Retype each line of the following material without any alteration.

Segmentation labeling entries:
┌──

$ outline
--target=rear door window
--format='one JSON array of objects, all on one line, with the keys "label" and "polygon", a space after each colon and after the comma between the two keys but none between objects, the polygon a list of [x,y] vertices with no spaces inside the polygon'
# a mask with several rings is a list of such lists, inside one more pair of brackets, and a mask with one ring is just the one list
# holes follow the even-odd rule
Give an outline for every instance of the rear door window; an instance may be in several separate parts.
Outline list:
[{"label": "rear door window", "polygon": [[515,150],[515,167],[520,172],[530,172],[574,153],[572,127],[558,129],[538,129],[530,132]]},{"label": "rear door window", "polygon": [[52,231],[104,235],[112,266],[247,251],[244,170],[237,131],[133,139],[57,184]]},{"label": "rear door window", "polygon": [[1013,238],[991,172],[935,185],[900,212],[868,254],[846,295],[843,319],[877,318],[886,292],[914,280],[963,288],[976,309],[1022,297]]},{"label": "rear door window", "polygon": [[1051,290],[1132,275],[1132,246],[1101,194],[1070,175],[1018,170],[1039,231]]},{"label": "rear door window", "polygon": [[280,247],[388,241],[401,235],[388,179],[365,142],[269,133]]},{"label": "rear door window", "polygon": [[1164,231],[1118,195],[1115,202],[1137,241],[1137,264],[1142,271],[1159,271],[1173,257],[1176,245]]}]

└──

◆ **Response to this task**
$ outline
--target=rear door window
--format='one JSON array of objects, all on one line, with the keys "label" and "polygon", a space after each colon and after the comma between the two keys but none between objects, the polygon a list of [x,y] vertices with no spaces inside the polygon'
# a mask with several rings is a list of such lists, inside one more pair of brackets, and a mask with one ring is just the one list
# holes follow the even-odd rule
Give an outline for every instance of the rear door window; an instance may be in several separate parts.
Outline list:
[{"label": "rear door window", "polygon": [[515,150],[515,167],[520,172],[530,172],[574,153],[572,127],[558,129],[538,129],[530,132]]},{"label": "rear door window", "polygon": [[52,231],[104,235],[112,266],[247,251],[244,170],[237,131],[133,139],[57,184]]},{"label": "rear door window", "polygon": [[1013,238],[991,172],[935,185],[900,212],[868,254],[846,295],[843,319],[877,318],[886,292],[914,280],[963,288],[976,309],[1022,297]]},{"label": "rear door window", "polygon": [[1051,290],[1132,275],[1132,246],[1101,194],[1070,175],[1018,170],[1039,231]]},{"label": "rear door window", "polygon": [[280,247],[388,241],[401,235],[388,179],[365,142],[269,133]]},{"label": "rear door window", "polygon": [[1164,231],[1118,195],[1115,202],[1137,241],[1137,264],[1142,271],[1159,271],[1173,257],[1176,245]]}]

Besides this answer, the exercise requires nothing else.